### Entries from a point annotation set
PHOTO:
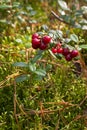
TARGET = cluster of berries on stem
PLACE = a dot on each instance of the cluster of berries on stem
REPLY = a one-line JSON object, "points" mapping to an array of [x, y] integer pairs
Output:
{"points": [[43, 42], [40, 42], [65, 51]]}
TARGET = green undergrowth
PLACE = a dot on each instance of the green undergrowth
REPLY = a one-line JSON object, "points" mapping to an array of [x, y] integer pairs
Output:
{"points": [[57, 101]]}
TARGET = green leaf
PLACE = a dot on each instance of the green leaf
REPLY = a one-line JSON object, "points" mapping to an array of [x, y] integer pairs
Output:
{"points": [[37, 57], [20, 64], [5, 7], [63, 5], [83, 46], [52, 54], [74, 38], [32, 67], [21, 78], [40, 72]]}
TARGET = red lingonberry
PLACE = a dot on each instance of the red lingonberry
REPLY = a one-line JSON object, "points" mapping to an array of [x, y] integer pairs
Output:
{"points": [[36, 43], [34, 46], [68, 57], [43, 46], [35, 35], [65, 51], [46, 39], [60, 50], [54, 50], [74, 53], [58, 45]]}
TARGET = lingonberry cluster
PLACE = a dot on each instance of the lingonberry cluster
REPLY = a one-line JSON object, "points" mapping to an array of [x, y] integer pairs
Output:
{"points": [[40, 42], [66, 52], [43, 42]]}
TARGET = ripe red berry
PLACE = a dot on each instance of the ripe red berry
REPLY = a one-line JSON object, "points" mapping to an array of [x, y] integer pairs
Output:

### Written request
Rewrite the records starting at the first line that contains "TARGET = lingonberry cluster" and stopping after the last line of the records, with both ends included and every line kept, requests too. Multiply each coordinate in the answers by 1.2 and round it to a whole number, rounding halves up.

### Complete output
TARGET = lingonberry cluster
PLACE = a dot on each instance of the lingonberry cluster
REPLY = a one-line JSON object, "points" mapping to an array of [x, y] integer pairs
Output:
{"points": [[48, 50], [79, 62], [52, 50]]}
TARGET = ripe red berry
PLACE = a dot on each instance of the ripe red berry
REPLY = a one-line JSON object, "points" mapping to an array of [x, y] integer pairs
Output:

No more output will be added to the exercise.